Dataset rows
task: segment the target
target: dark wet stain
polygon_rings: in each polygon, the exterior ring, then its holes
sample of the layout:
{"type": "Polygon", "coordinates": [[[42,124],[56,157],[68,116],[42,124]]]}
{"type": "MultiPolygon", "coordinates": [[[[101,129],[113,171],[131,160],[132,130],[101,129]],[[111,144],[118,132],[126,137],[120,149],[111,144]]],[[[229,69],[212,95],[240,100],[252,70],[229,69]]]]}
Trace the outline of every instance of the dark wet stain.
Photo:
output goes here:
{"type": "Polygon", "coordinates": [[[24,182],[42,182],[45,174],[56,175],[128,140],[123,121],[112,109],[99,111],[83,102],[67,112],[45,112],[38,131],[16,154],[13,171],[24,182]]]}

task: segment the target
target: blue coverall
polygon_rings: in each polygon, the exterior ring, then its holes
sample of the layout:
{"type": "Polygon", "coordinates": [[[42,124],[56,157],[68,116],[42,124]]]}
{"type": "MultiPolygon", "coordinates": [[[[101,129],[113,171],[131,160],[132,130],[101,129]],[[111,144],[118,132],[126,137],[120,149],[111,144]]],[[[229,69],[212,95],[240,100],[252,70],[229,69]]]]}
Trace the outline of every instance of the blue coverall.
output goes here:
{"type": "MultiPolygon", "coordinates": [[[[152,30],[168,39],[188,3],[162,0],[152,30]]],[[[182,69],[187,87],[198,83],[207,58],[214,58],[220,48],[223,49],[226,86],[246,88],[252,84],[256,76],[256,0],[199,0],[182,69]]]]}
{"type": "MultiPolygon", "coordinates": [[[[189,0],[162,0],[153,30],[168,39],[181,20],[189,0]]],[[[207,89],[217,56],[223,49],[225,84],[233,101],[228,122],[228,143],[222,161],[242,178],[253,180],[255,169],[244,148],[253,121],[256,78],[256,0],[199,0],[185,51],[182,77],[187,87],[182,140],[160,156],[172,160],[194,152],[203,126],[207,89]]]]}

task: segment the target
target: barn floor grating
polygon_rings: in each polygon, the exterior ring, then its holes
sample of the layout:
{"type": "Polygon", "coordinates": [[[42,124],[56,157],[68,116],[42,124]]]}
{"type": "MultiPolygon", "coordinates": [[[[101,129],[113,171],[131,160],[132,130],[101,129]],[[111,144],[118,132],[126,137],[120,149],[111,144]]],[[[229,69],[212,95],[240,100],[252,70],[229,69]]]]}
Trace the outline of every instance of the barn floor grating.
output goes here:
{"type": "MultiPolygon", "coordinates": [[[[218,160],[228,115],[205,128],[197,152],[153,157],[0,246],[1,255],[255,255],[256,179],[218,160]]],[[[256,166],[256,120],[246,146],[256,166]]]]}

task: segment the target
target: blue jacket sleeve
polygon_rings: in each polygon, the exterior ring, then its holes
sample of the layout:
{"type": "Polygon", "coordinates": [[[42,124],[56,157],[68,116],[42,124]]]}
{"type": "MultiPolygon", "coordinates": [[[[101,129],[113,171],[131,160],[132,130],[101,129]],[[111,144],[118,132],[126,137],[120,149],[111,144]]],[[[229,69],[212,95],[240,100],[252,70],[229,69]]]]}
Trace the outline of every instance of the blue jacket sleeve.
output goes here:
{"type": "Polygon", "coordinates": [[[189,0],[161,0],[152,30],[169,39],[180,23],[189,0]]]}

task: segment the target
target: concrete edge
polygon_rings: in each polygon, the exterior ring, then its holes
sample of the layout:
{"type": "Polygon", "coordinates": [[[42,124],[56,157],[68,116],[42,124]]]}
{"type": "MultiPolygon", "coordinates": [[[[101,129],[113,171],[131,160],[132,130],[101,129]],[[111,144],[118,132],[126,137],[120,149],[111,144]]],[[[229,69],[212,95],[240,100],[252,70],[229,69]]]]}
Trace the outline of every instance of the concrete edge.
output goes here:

__To do__.
How many lines of the items above contain the word "jacket"? Reply with the number alone.

__Worked solution__.
2